WWDC2019 Session 510
Transcript
[ Music ]
>> Hello, and welcome to our
session about audio API updates.
My name is Peter Vasil, and I am
a software engineer in the Core
Audio team.
Let's start with what's new in
AVAudioEngine.
We have added a couple of
enhancements and new APIs to
AVAudioEngine.
We now have a voice processing
support.
We have added two new nodes,
AVAudioSourceNode and
AVAudioSinkNode, and we have
made some improvements to
spatial audio rendering.
Now, let's dive into the
details.
AVAudioEngine now has a voice
processing mode.
The main use case for the mode
is echo cancellation and
voice-over IP applications.
What does this mean?
When enabled, extra signal
processing is applied on the
incoming audio, and any audio
that is coming from the device
is taken out.
This requires that both input
and output nodes are in the
voice processing mode.
Therefore, when enabling the
mode on either of the I/O nodes,
the engine takes care that both
I/O nodes exist and that they
are switched to the voice
processing mode.
Voice processing is only
available when rendering to an
audio device, not a manual
rendering mode.
To enable or disable voice
processing, we can use set voice
processing enabled on either the
input or output node.
Voice processing cannot be
enabled dynamically, which means
the engine needs to be in a stop
state when enabling the mode.
The AV Echo Touch Sample Code
project demonstrates how to use
voice processing with
AVAudioEngine in detail.
Let's look at the new nodes in
AVAudioEngine, AVAudioSourceNode
and AVAudioSinkNode.
Both nodes wrap a user-defined
blog that allows apps to send or
receive audio from
AVAudioEngine.
When rendering to an audio
device, the block operates under
real-time constraints, which
means that within the block
there shouldn't be any blocking
calls like memory allocations,
call to lib dispatch, or
blocking on a mutex.
With AVAudioSourceNode, we pass
or render block to the node,
which sends audio data to its
output.
This makes it very easy to
create generated nodes without
having to implement a full audio
unit and wrap it with AVAudio
unit.
The node can be used in both
real time and manual rendering
mode.
AVAudioSourceNode support linear
PCM conversions such as sample
rate or bit depth conversions
and has one output but no input.

_TASK A:_
Answer these from the session transcript:
(i) What is the main use case for the voice processing mode?
(ii) What state must the engine be in when voice processing is enabled?
(iii) How many outputs and inputs does AVAudioSourceNode have?
The transcript and the records come from different sources.

_SUPPLIED INFORMATION:_
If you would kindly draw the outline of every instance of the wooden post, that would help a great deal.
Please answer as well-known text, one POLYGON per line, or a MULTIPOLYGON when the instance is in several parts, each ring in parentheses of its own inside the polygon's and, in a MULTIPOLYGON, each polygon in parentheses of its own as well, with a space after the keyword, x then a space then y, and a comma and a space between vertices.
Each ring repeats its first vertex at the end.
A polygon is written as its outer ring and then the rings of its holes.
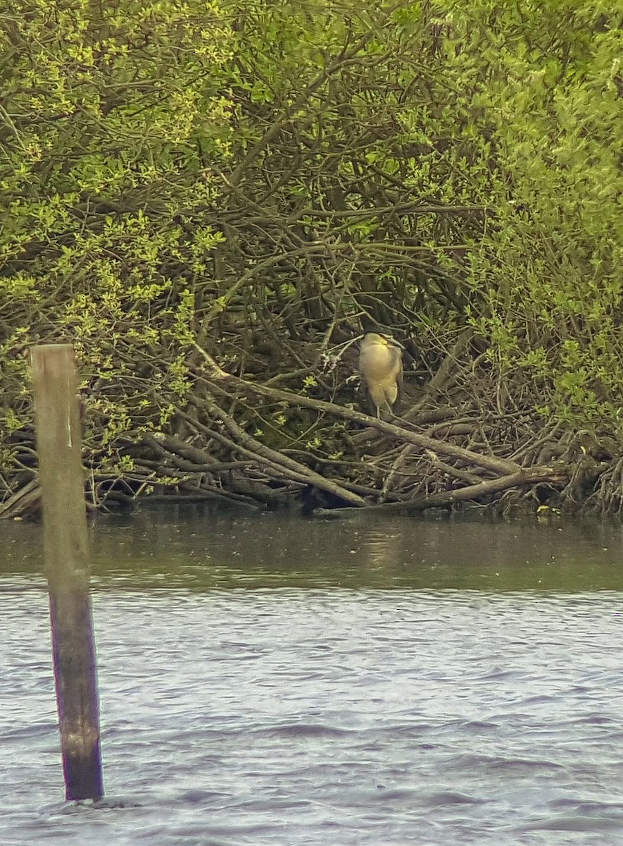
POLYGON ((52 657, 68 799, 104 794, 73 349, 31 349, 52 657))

==

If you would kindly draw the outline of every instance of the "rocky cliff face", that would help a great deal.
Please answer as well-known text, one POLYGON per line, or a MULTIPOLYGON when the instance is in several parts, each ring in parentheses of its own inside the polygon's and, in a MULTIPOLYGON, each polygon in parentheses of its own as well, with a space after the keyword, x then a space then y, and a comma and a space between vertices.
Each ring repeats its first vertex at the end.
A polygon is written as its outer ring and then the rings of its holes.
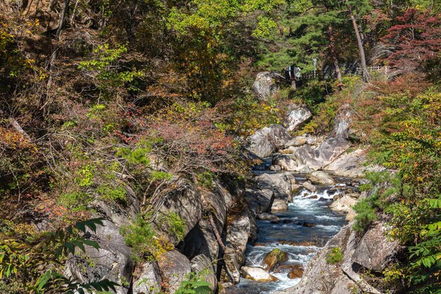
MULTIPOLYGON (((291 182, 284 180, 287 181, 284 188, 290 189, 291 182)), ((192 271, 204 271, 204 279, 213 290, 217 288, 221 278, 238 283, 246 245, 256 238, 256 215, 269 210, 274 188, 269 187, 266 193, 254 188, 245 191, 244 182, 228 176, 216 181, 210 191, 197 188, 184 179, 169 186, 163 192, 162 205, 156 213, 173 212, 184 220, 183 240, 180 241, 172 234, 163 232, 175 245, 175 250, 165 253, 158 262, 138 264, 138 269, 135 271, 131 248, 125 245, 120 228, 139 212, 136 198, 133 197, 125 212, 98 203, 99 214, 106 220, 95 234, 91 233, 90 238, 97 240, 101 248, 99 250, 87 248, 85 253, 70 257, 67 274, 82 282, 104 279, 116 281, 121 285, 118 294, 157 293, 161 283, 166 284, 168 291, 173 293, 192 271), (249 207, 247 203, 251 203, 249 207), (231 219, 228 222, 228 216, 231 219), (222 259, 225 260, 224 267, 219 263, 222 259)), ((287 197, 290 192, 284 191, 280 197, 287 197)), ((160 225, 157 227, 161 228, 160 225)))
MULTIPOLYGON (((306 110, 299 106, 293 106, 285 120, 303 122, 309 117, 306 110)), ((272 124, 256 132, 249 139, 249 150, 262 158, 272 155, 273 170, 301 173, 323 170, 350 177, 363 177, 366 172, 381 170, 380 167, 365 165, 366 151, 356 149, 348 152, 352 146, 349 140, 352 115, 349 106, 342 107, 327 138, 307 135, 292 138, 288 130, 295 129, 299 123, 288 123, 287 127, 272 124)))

_TASK B:_
In the records, take the part that opens with the line containing "post, that would help a great deal." and closes with the line containing "POLYGON ((52 657, 68". Write it out again with "wooden post" replaced by "timber post", leaving everything else as it is and omitting the pictures.

_WORKED SOLUTION A:_
(i) Echo cancellation and voice-over IP applications.
(ii) A stop state.
(iii) One output and no input.

_WORKED SOLUTION B:_
If you would kindly draw the outline of every instance of the timber post, that would help a great deal.
Please answer as well-known text, one POLYGON per line, or a MULTIPOLYGON when the instance is in several parts, each ring in parentheses of its own inside the polygon's and, in a MULTIPOLYGON, each polygon in parentheses of its own as well, with a space after the keyword, x then a space then y, and a comma and a space between vertices.
Each ring repeats its first vertex at the end.
A polygon is written as its outer ring and then the rings of its holes.
POLYGON ((52 657, 68 799, 104 794, 73 349, 31 349, 52 657))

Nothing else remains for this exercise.